-- EXERCISE PASSAGE --
____
We know you will have a lot of questions about what this means for the future of your club, and we recognize those concerns.  While we do not have all the answers on what the future will look like across the youth soccer landscape, as the governing body of the sport in the United States we are committed to doing as much as we can to assist during these extremely challenging times.

In the immediate future, we will continue to engage all stakeholders across the youth soccer landscape. At the same time, we will also look to increase our efforts on coaching education as well as being engaged and active in the identification and scouting of youth players across the country for all our National Teams.

It reads like a strictly financial decision in which the federation could not justify keeping staff on the payroll with the DA season canceled for the summer and the Fall restart still in question.

The letter was signed by USSF CEO Will Wilson, sporting director Earnie Stewart, and fed president Cindy Parlow Cone.

Two of three have extensive background in the current youth climate (and Stewart certainly knows plenty).
____
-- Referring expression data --
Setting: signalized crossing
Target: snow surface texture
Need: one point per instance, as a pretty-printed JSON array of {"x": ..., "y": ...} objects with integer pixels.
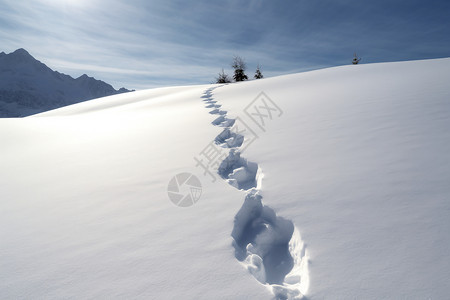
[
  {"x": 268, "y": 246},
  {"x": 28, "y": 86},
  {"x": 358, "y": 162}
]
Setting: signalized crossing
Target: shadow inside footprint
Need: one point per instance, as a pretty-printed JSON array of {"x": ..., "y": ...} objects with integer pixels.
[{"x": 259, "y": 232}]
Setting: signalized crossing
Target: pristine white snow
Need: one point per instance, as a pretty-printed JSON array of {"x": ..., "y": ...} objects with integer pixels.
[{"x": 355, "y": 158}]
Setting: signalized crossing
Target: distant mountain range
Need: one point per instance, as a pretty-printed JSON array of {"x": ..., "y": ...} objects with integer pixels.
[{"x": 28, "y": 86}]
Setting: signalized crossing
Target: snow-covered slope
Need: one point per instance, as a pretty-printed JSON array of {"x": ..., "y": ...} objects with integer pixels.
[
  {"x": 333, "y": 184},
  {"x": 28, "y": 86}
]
____
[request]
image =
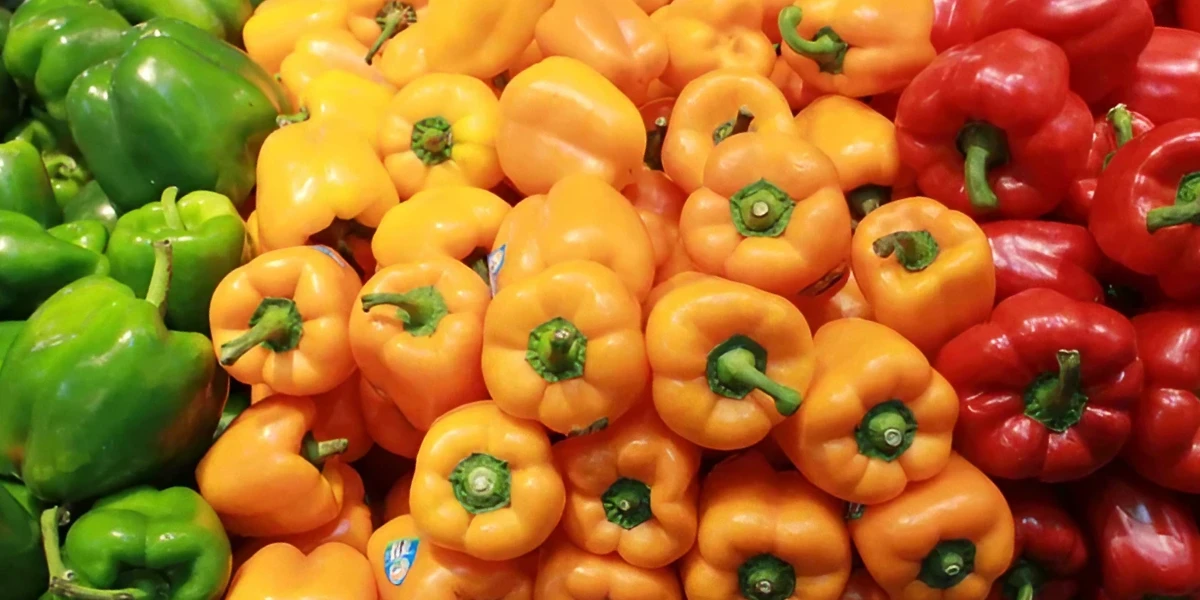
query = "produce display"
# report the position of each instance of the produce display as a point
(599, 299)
____
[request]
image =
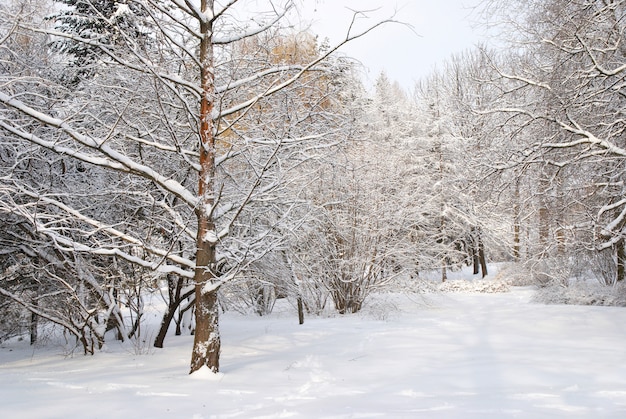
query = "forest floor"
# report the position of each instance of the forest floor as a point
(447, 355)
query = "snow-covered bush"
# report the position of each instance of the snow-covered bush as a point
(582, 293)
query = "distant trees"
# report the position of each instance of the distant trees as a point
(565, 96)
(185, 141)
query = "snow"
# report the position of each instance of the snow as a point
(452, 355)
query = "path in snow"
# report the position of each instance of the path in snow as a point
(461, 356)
____
-- WHAT YOU NEED TO DO --
1 > Return the part of the youth soccer passage that runs from "In the immediate" down to "certainly knows plenty).", copied word for word.
2 > Using the youth soccer passage, decide whether each statement agrees with it, answering yes or no and quoting the words that settle it: (a) The letter was signed by USSF CEO Will Wilson. (b) The passage describes the Fall restart as confirmed. (c) The federation says it will cut back its work on coaching education.
3 > Write the next part of the youth soccer passage, picking up after its last sentence.

-- EXPECTED OUTPUTS --
1 >
In the immediate future, we will continue to engage all stakeholders across the youth soccer landscape. At the same time, we will also look to increase our efforts on coaching education as well as being engaged and active in the identification and scouting of youth players across the country for all our National Teams.

It reads like a strictly financial decision in which the federation could not justify keeping staff on the payroll with the DA season canceled for the summer and the Fall restart still in question.

The letter was signed by USSF CEO Will Wilson, sporting director Earnie Stewart, and fed president Cindy Parlow Cone.

Two of three have extensive background in the current youth climate (and Stewart certainly knows plenty).

2 >
(a) Yes: "The letter was signed by USSF CEO Will Wilson"
(b) No: "the Fall restart still in question"
(c) No: "we will also look to increase our efforts on coaching education"

3 >
Parlow Cone was director of coaching for NCFC Youth before ascending to USSF president. Wilson served on the board of directors for North Carolina FC along with USSF board member Steve Malik, who owns the USL side NCFC and NWSL side NC Courage, so there’s youth soccer experience at the DA and ECNL levels amongst others.

An interesting side note is that the rival Elite Clubs National League announced the addition of NCFC Youth before the federation released its statement. The boys side of the ECNL has been building in recent years and the girls side is already considered superior to the DA.

Major League Soccer academies are likely to form their own league, while others will race to join other professional leagues. Surely there will be start-ups as well, and hopefully U.S. Soccer will take steps to lower the sometimes exorbitant costs of putting a young player on a top soccer team.